*INSTRUCTIONS FOR THE TASK*. Start to finish, print the data below exactly, without the images.

Collected data:
════════

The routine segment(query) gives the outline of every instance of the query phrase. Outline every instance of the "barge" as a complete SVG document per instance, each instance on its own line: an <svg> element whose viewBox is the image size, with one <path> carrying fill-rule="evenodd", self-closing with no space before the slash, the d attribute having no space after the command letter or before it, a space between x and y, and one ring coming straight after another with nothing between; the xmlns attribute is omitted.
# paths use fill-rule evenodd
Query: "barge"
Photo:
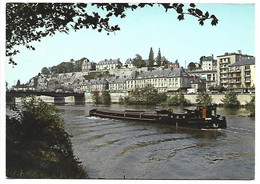
<svg viewBox="0 0 260 184"><path fill-rule="evenodd" d="M167 123L176 127L199 129L226 128L226 118L218 115L216 108L216 105L197 106L193 110L184 109L183 113L173 112L172 109L145 112L143 110L119 111L93 108L89 111L89 115L101 118Z"/></svg>

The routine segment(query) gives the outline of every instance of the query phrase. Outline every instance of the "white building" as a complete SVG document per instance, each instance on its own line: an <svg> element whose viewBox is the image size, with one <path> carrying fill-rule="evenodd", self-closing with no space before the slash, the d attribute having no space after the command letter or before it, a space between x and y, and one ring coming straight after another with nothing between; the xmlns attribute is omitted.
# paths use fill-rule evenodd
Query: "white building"
<svg viewBox="0 0 260 184"><path fill-rule="evenodd" d="M122 63L120 62L120 59L110 59L110 60L103 60L100 61L96 65L96 70L111 70L111 69L117 69L122 66Z"/></svg>
<svg viewBox="0 0 260 184"><path fill-rule="evenodd" d="M182 68L133 72L126 80L126 88L132 91L150 84L158 92L174 92L191 87L191 79Z"/></svg>
<svg viewBox="0 0 260 184"><path fill-rule="evenodd" d="M216 70L217 60L214 60L213 55L204 57L201 60L201 69L202 70Z"/></svg>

════════

*ANSWER SECTION*.
The routine segment(query) gives the outline of every instance of the query phrase. Outline every instance of the "barge" as a complete SVG document per instance, each instance on its own line: an <svg> element whose viewBox is the image size, with one <path> carrying fill-rule="evenodd", self-closing with no space before the slash, the d attribute having no space after the command letter or before it, a space between x and y, and one ring coming straight after another with nothing between; the xmlns attribute is omitted.
# paths use fill-rule evenodd
Query: "barge"
Photo:
<svg viewBox="0 0 260 184"><path fill-rule="evenodd" d="M167 123L176 127L199 129L226 128L226 118L218 115L216 108L216 105L197 106L193 110L184 109L183 113L173 112L172 109L145 112L143 110L119 111L93 108L89 111L89 115L101 118Z"/></svg>

The routine segment(query) gives the outline of every instance of the query phrase. Outline every instance of the "white building" as a complete SVG document per instance, each instance on its own line: an <svg> element whose viewBox is the image size, with one <path> carrying fill-rule="evenodd", self-closing with no space before the slash, the d attribute having no space after the command letter or before it, a space between x and y, and one ring coming straight after another with nothing between; the xmlns attribute is omitted.
# paths use fill-rule evenodd
Query: "white building"
<svg viewBox="0 0 260 184"><path fill-rule="evenodd" d="M122 63L120 62L120 59L110 59L110 60L103 60L100 61L96 65L96 70L111 70L111 69L117 69L122 66Z"/></svg>
<svg viewBox="0 0 260 184"><path fill-rule="evenodd" d="M182 68L133 72L126 80L126 88L132 91L150 84L158 92L174 92L191 87L191 79Z"/></svg>
<svg viewBox="0 0 260 184"><path fill-rule="evenodd" d="M216 70L217 60L214 60L213 55L204 57L201 60L201 69L202 70Z"/></svg>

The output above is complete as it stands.